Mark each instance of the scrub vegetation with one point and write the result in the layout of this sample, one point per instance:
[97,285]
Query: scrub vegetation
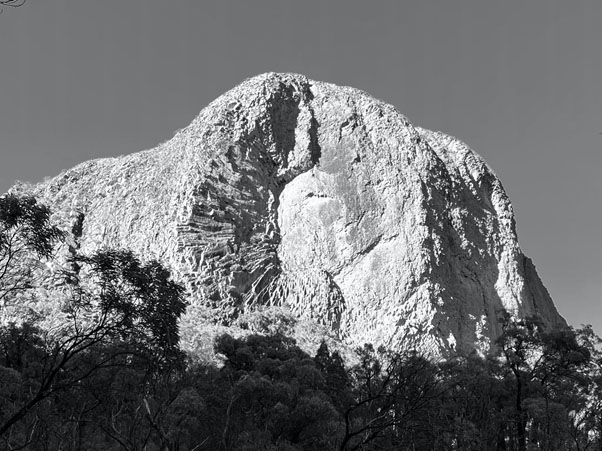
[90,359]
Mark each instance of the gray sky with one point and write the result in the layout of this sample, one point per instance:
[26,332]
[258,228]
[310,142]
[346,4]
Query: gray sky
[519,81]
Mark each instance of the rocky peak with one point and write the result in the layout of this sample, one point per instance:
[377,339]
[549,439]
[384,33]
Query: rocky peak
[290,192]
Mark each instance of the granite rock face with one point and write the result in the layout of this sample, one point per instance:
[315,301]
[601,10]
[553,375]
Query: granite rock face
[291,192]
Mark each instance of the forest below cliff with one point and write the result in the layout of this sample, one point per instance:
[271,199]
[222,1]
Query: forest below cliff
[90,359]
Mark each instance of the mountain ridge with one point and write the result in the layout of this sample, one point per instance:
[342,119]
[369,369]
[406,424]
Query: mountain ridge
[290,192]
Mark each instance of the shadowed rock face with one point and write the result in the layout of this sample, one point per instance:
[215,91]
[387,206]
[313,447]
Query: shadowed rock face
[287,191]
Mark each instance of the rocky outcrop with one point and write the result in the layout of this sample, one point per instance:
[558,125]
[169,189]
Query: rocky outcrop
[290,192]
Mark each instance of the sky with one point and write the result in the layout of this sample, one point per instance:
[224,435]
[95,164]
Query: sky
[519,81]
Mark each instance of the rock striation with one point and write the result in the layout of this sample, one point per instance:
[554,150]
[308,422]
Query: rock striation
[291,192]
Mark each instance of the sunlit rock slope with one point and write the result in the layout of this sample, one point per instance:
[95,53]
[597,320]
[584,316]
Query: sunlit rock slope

=====

YOUR INSTRUCTIONS:
Copy out all of the data above with every "Query" swapped for "Label" and nothing else altered. Leave the pictures out.

RESULT FOR THIS EXERCISE:
Mark each instance of the scrub vegetation with one point and write the result in the layout of this sample, one point per instance:
[97,285]
Label: scrub vegetation
[90,359]
Mark each instance of the gray sky with one point and write the result in the layout of this sample, one point per instance:
[26,332]
[258,228]
[310,142]
[346,4]
Label: gray sky
[519,81]
Mark each instance of the rocky peak with one point and write the result in the layout of this sample, one point per instance:
[377,339]
[549,439]
[384,33]
Label: rocky peak
[290,192]
Mark each instance of the granite rock face with one point and write the result in the layout of this sample, one point per instance:
[315,301]
[601,10]
[553,375]
Label: granite rock face
[291,192]
Mark each instance of the forest below cliff with one point and write the result in the layout of this sample, one point per instance:
[271,199]
[222,1]
Label: forest below cliff
[90,359]
Mark each instance of the mountain ridge with one point and write the result in the layout of this sample, one point per instance:
[342,119]
[369,369]
[406,424]
Label: mountain ridge
[290,192]
Mark each instance of the shadowed rock face with one point and write the result in the layout of this sample, one point per instance:
[215,91]
[387,206]
[313,447]
Label: shadowed rock face
[287,191]
Mark each instance of the rocky outcrop with one point and write the result in the layout of this sample, one point per instance:
[558,125]
[169,189]
Label: rocky outcrop
[290,192]
Mark each instance of the sky with one point and write the result in the layout of this sample, one point per instance:
[224,435]
[95,164]
Label: sky
[519,81]
Mark each instance of the rock striation with one point and write the result in the layout of this sample, one point per instance:
[554,150]
[308,422]
Label: rock striation
[291,192]
Mark each instance of the sunlit rock slope with one point and write the result in the layout of this sample, one point per instance:
[95,53]
[597,320]
[584,316]
Label: sunlit rock slope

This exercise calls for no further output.